Image point grounding data:
---*---
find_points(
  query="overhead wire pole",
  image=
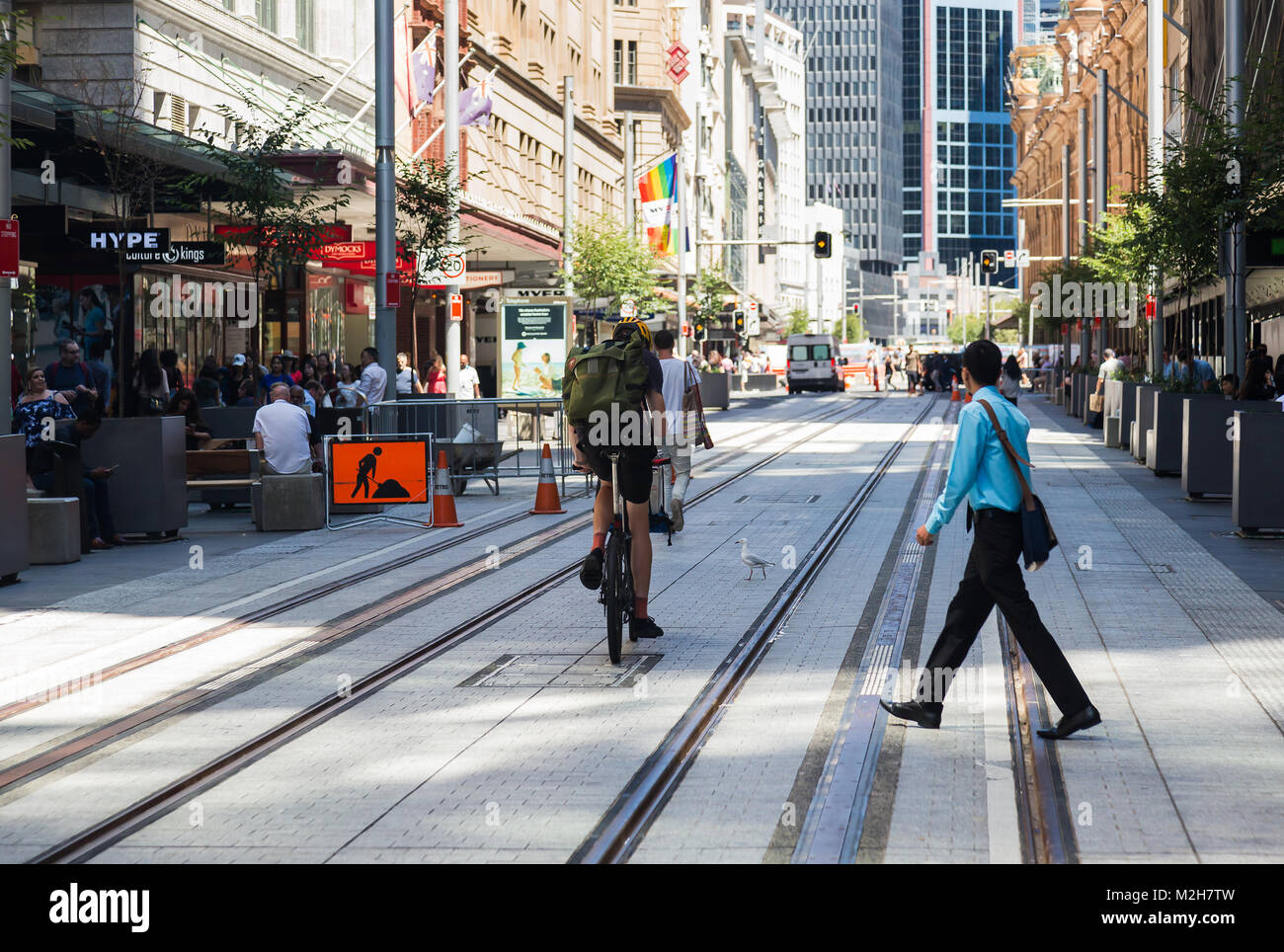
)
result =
(1237, 313)
(450, 125)
(5, 201)
(569, 184)
(385, 196)
(1102, 181)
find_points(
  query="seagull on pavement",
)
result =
(753, 561)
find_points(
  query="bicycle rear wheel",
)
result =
(614, 595)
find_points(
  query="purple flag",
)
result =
(423, 73)
(475, 106)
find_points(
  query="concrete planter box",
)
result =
(13, 507)
(1164, 450)
(149, 492)
(1207, 454)
(1258, 453)
(230, 423)
(1144, 419)
(715, 390)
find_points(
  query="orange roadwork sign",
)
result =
(388, 472)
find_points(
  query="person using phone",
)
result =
(95, 497)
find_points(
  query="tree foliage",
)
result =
(428, 201)
(281, 219)
(610, 265)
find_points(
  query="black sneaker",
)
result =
(643, 627)
(591, 573)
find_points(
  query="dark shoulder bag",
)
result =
(1038, 535)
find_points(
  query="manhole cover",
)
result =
(561, 672)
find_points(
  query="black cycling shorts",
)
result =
(634, 467)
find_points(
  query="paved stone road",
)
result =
(510, 747)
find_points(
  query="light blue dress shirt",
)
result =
(980, 471)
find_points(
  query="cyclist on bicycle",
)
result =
(634, 467)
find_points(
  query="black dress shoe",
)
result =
(1067, 725)
(913, 711)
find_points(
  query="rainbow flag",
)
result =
(659, 205)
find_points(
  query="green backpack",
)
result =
(611, 373)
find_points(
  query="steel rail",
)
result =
(1043, 813)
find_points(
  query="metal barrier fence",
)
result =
(486, 438)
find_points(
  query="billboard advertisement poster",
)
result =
(388, 471)
(533, 334)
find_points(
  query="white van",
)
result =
(812, 362)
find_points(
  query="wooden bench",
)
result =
(222, 476)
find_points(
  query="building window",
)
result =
(304, 25)
(625, 63)
(265, 11)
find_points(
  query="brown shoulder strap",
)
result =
(1027, 497)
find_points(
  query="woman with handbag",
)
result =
(989, 470)
(152, 385)
(685, 426)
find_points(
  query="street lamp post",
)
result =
(385, 196)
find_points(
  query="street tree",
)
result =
(281, 221)
(610, 266)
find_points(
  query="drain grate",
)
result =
(547, 670)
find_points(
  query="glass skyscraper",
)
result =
(854, 135)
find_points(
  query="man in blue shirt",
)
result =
(983, 474)
(1194, 368)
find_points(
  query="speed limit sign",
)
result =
(453, 267)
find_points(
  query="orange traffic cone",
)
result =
(546, 494)
(443, 500)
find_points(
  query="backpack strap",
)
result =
(1027, 497)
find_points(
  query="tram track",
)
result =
(627, 822)
(1043, 811)
(307, 596)
(120, 824)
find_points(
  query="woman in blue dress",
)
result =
(37, 404)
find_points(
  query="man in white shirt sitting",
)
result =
(283, 434)
(470, 384)
(373, 378)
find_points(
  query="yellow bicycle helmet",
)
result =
(642, 329)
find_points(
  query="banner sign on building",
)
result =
(533, 343)
(181, 253)
(659, 205)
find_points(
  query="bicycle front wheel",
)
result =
(615, 593)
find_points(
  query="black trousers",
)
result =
(993, 578)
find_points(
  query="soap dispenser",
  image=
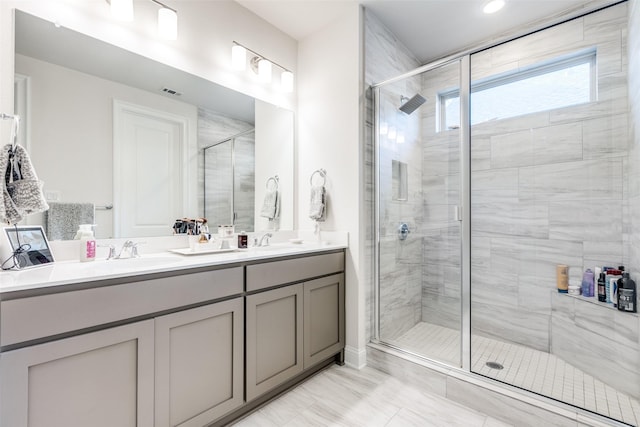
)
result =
(87, 242)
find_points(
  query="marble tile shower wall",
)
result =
(441, 280)
(400, 268)
(214, 127)
(549, 188)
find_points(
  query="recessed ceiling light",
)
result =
(493, 6)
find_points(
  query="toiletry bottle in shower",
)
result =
(627, 294)
(562, 278)
(587, 283)
(87, 243)
(602, 288)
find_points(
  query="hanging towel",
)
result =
(62, 219)
(271, 205)
(317, 206)
(22, 191)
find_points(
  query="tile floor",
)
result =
(345, 397)
(524, 367)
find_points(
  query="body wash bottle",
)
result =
(87, 242)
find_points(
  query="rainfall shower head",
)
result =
(411, 105)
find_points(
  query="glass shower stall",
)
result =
(493, 169)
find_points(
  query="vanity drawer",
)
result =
(261, 276)
(30, 318)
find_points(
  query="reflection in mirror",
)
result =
(229, 182)
(75, 85)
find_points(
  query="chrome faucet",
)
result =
(264, 240)
(129, 250)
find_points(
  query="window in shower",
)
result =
(540, 182)
(560, 82)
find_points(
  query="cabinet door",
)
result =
(323, 318)
(99, 379)
(199, 364)
(274, 338)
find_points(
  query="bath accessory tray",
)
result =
(188, 251)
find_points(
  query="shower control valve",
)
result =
(403, 231)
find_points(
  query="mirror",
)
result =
(128, 134)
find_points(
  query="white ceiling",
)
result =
(431, 29)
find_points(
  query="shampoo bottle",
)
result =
(602, 289)
(87, 243)
(562, 278)
(627, 294)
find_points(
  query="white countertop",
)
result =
(70, 272)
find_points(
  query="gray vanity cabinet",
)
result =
(99, 379)
(323, 318)
(199, 373)
(274, 338)
(295, 318)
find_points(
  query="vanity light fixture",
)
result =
(493, 6)
(264, 70)
(260, 65)
(167, 17)
(286, 81)
(238, 57)
(122, 10)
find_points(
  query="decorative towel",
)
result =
(317, 206)
(62, 219)
(271, 205)
(21, 189)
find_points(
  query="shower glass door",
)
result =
(550, 186)
(419, 243)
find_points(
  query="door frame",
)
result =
(188, 156)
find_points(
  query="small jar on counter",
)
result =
(243, 240)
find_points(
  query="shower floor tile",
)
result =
(523, 367)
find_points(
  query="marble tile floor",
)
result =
(524, 367)
(345, 397)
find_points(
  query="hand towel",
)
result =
(62, 219)
(317, 205)
(22, 191)
(271, 205)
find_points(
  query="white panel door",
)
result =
(149, 183)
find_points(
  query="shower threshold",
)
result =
(523, 367)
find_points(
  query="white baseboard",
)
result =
(355, 358)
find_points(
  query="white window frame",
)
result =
(559, 63)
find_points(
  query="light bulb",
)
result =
(392, 133)
(238, 57)
(167, 24)
(122, 10)
(286, 81)
(264, 71)
(493, 6)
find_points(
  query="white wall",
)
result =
(206, 31)
(274, 156)
(71, 135)
(330, 137)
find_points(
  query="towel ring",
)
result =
(275, 181)
(322, 173)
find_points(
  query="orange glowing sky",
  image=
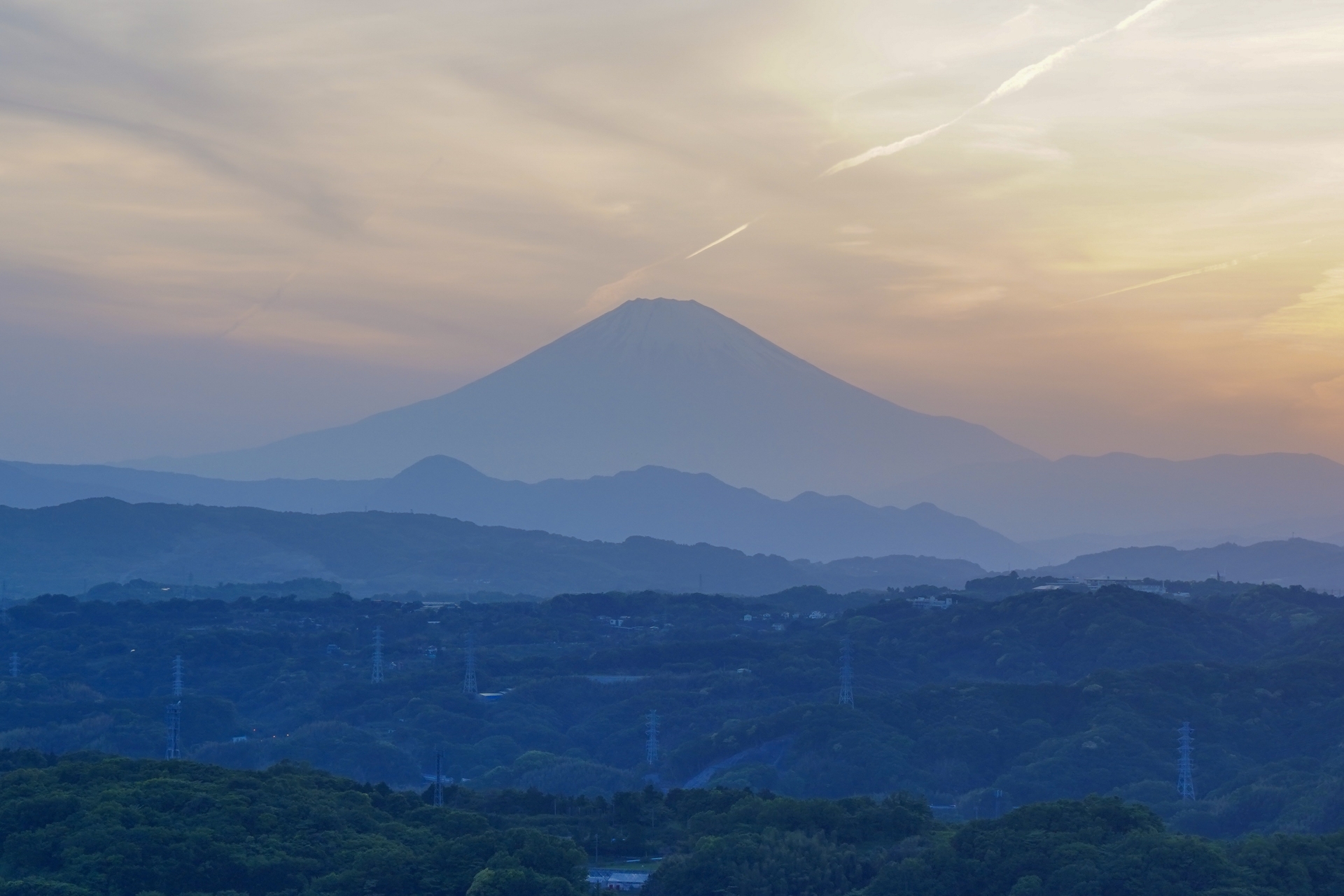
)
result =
(226, 223)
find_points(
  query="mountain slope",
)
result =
(1140, 500)
(654, 501)
(654, 382)
(1292, 562)
(74, 546)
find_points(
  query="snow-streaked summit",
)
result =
(652, 382)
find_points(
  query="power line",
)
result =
(378, 654)
(846, 675)
(1186, 770)
(470, 678)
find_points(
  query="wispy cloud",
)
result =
(1016, 83)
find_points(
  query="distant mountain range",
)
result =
(1292, 562)
(652, 501)
(654, 382)
(1084, 504)
(71, 547)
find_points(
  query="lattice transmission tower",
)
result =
(174, 748)
(470, 673)
(847, 673)
(651, 746)
(378, 654)
(1184, 769)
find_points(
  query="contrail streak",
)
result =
(722, 238)
(1016, 83)
(1208, 269)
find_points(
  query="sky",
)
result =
(227, 223)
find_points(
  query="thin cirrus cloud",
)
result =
(461, 183)
(1016, 83)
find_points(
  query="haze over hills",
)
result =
(1291, 562)
(76, 546)
(1082, 504)
(654, 382)
(652, 501)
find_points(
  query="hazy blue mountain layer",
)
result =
(654, 501)
(1081, 504)
(1292, 562)
(74, 546)
(654, 382)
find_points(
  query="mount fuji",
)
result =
(654, 382)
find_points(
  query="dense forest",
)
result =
(90, 825)
(991, 703)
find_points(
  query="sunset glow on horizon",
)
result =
(230, 223)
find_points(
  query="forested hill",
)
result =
(70, 547)
(94, 827)
(1042, 695)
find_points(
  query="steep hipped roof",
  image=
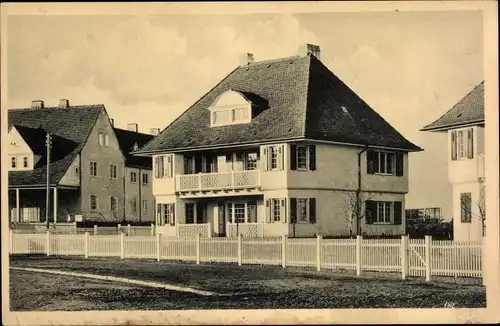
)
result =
(470, 109)
(70, 129)
(127, 139)
(304, 102)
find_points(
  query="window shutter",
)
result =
(268, 211)
(470, 142)
(312, 210)
(265, 159)
(283, 210)
(370, 211)
(399, 164)
(454, 145)
(398, 213)
(172, 214)
(312, 157)
(293, 210)
(370, 162)
(293, 157)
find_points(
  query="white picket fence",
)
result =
(409, 257)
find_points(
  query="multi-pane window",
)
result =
(276, 210)
(302, 152)
(93, 169)
(466, 207)
(113, 171)
(302, 210)
(133, 205)
(190, 213)
(462, 142)
(384, 211)
(274, 157)
(93, 202)
(252, 159)
(113, 203)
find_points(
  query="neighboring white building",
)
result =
(464, 124)
(279, 147)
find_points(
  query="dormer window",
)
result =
(232, 107)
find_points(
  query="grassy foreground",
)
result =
(241, 287)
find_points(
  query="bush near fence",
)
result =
(410, 257)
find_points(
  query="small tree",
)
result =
(354, 211)
(467, 207)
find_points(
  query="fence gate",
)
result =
(416, 257)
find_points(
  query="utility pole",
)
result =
(48, 144)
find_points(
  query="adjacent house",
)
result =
(280, 147)
(464, 123)
(89, 160)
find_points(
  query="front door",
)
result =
(222, 220)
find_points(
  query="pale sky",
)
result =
(411, 67)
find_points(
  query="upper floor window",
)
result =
(230, 107)
(113, 171)
(462, 144)
(385, 162)
(163, 166)
(93, 169)
(133, 177)
(303, 157)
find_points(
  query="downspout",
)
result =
(140, 194)
(358, 193)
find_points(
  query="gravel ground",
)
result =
(241, 287)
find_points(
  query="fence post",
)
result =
(359, 238)
(11, 241)
(158, 253)
(283, 251)
(198, 248)
(86, 245)
(48, 243)
(404, 257)
(209, 231)
(318, 252)
(240, 249)
(122, 245)
(428, 240)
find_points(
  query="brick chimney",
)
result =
(63, 104)
(154, 131)
(38, 104)
(311, 49)
(247, 59)
(133, 127)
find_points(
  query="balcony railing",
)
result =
(218, 181)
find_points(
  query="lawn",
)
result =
(240, 287)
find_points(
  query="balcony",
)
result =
(246, 179)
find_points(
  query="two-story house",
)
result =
(279, 147)
(464, 123)
(86, 164)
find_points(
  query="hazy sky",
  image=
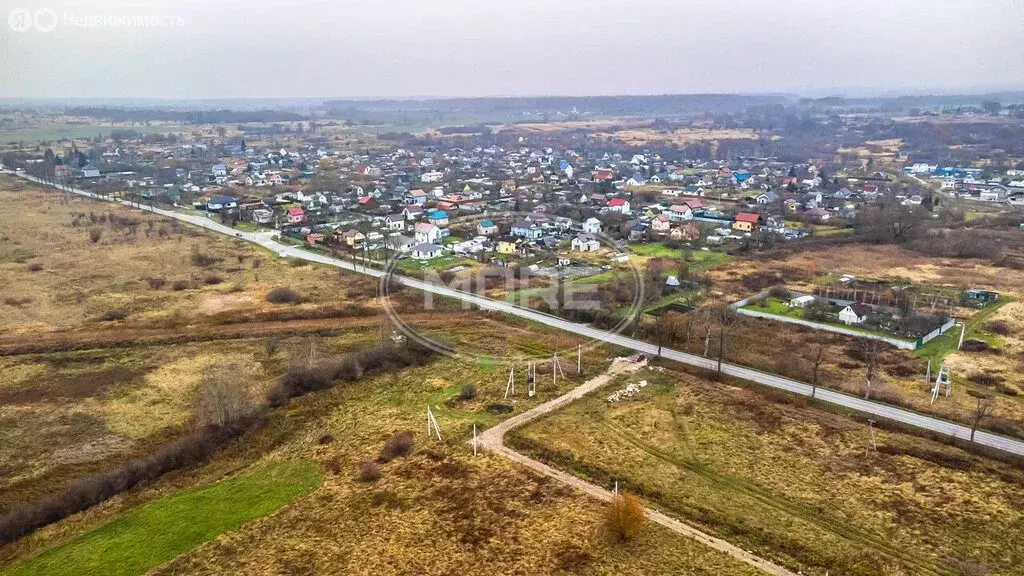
---*---
- EXERCISE -
Scan the records for the word "hazy", and copy each line where it is found.

- SOLUTION TO THE PROBLEM -
  query="hazy blue mountain layer",
  query="hazy sky",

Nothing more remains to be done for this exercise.